● **Explorer le contenu**:
1. D'après le texte source, de quelle superficie faut-il disposer pour bénéficier d'un matériel ou équipement agricole ?
2. Restituez mot pour mot le passage du texte source allant de « Contrairement à ce » jusqu'à « de leur matériel. » inclus.

● **Texte source**:
####################

Il ajoute que la condition pour bénéficier d’un matériel ou équipement agricole est de disposer d’une superficie de moins de cinq hectares. Et ce sont ceux qui n’ont pas encore d’équipements qui sont exfiltrés et constituent une base de données de la DGPMA.

Il soutient par ailleurs qu’en fonction du nombre d’équipements disponibles, leurs services déconcentrés procèdent à un tir au sort.

« Ceux qui sont retenus à la suite du tir au sort reçoivent des sms leur signifiant qu’ils ont été retenus pour bénéficier d’une charrue. Mais auparavant, ils sont tenus de s’acquitter d’une somme forfaitaire par orange money avant de rentrer en possession de leur matériel dans l’un de nos distributeurs dans la commune où il réside», résume-t-il le processus d’acquisition du matériel à traction animale.

Contrairement à ce type de matériels dont la répartition se fait dans les communes, toujours selon Salif Tientika, ceux motorisés se font dans les régions où une commission de sélection, composée du directeur régional et de celui provincial en charge de l’agriculture, du point focal de la mécanisation, des faitières, de la municipalité…, identifie les bénéficiaires.

Pour lui, avant d’en arriver à cette étape, des programmes de micros projets sont faits en vue de l’identification du matériel souhaité et la distribution est faite en tenant compte du nombre de matériel attribué à la région. Ces personnes, des dires du DG, reçoivent par la suite des fiches de session avec lesquelles ils vont au trésor pour s’acquitter du montant de l’équipement avant d’entrer en possession de leur matériel.

####################

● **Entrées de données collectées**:
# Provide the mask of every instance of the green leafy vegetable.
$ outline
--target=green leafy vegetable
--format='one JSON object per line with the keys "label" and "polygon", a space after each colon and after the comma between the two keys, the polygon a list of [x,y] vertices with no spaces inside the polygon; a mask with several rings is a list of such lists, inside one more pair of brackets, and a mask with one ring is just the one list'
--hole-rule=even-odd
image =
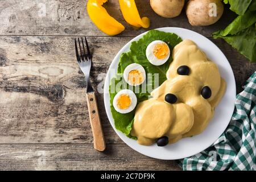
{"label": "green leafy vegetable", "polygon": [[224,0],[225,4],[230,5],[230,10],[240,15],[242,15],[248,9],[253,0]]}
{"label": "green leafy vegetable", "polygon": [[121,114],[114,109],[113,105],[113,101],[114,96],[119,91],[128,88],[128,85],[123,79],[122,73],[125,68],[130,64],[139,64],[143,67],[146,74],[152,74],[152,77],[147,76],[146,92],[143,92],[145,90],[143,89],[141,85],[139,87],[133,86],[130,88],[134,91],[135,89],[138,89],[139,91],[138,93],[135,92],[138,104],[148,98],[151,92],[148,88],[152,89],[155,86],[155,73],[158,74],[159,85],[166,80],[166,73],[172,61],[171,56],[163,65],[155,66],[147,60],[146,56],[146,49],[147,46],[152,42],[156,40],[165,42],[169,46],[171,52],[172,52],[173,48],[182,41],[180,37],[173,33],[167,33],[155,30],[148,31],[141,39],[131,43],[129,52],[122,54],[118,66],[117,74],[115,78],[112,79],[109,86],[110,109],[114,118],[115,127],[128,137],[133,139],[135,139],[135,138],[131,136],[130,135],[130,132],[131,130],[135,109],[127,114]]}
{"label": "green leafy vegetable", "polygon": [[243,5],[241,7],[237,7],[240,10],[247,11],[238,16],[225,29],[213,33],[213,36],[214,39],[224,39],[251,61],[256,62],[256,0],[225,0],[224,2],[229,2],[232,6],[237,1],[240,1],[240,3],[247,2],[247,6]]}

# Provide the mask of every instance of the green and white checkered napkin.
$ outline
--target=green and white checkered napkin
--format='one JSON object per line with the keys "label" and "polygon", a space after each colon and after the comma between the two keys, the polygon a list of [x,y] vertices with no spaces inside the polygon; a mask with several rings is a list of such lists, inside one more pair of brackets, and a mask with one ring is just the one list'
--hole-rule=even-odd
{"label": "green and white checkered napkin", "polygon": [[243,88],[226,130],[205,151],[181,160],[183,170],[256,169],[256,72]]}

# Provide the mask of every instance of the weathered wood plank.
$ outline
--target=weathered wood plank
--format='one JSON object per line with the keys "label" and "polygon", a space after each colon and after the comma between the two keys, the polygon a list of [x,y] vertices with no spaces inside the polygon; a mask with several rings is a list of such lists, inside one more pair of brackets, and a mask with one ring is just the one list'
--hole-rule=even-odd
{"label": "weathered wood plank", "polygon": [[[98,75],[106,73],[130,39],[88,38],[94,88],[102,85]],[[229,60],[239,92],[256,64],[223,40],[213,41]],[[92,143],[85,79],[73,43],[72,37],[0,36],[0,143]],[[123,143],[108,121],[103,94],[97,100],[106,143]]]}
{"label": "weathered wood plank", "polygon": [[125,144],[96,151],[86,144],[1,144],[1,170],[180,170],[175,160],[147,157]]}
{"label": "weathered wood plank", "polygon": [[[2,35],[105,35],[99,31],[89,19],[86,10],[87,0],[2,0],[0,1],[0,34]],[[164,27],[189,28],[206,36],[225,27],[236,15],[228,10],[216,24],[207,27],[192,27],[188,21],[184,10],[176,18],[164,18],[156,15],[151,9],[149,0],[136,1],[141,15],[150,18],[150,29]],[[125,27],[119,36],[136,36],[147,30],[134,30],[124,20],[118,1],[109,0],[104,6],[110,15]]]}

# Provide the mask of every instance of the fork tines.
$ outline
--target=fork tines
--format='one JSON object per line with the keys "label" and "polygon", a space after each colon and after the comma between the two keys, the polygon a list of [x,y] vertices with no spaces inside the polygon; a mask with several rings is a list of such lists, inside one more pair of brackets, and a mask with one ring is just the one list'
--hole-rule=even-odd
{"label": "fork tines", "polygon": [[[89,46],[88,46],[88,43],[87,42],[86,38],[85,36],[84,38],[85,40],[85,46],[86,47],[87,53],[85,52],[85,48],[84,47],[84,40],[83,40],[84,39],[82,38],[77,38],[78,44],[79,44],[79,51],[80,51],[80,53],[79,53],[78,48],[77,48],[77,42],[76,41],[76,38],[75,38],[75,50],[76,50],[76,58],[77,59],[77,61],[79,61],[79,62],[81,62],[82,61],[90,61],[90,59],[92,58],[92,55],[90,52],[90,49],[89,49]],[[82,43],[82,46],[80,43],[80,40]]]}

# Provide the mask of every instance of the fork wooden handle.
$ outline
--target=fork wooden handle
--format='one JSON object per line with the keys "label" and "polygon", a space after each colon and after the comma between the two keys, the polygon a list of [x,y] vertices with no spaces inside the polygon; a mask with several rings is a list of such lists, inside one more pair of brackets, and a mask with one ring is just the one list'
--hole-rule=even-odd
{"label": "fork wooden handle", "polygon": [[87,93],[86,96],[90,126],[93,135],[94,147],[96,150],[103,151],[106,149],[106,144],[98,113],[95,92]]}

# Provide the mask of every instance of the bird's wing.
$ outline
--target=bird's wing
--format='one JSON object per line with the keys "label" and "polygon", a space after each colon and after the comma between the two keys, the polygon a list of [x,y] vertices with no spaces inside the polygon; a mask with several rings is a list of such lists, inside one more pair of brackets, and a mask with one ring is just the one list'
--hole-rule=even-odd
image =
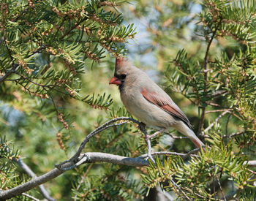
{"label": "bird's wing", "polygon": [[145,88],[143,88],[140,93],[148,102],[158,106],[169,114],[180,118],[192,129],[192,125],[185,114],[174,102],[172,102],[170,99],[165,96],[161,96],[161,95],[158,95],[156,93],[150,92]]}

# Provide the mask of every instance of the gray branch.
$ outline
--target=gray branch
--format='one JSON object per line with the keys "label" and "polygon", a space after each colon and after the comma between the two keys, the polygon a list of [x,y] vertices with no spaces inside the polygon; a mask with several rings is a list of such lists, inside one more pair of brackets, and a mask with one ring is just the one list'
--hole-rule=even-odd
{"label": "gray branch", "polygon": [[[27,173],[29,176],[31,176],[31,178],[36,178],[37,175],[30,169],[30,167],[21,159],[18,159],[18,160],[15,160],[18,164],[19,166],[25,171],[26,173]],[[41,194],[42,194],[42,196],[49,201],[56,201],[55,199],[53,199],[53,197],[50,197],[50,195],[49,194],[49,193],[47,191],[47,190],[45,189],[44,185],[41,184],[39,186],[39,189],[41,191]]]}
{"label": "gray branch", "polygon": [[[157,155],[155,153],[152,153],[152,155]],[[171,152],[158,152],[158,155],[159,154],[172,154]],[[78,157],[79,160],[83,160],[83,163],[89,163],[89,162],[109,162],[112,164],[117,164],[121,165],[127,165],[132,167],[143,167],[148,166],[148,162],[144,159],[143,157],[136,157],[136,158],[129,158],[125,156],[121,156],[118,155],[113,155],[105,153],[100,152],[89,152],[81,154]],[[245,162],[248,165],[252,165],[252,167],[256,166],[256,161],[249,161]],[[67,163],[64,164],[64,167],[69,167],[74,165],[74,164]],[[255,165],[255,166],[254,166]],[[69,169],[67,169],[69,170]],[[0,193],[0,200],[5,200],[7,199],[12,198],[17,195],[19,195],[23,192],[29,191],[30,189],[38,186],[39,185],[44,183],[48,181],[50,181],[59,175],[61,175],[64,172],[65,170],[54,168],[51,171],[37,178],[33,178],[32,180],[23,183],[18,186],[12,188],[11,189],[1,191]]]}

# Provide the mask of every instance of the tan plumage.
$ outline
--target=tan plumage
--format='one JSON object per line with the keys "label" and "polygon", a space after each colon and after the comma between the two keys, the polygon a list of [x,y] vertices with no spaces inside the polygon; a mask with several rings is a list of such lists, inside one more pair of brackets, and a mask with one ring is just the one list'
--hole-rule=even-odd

####################

● **Vos réponses écrites**:
1. Il faut disposer d'une superficie de moins de cinq hectares.

2.
Contrairement à ce type de matériels dont la répartition se fait dans les communes, toujours selon Salif Tientika, ceux motorisés se font dans les régions où une commission de sélection, composée du directeur régional et de celui provincial en charge de l’agriculture, du point focal de la mécanisation, des faitières, de la municipalité…, identifie les bénéficiaires.

Pour lui, avant d’en arriver à cette étape, des programmes de micros projets sont faits en vue de l’identification du matériel souhaité et la distribution est faite en tenant compte du nombre de matériel attribué à la région. Ces personnes, des dires du DG, reçoivent par la suite des fiches de session avec lesquelles ils vont au trésor pour s’acquitter du montant de l’équipement avant d’entrer en possession de leur matériel.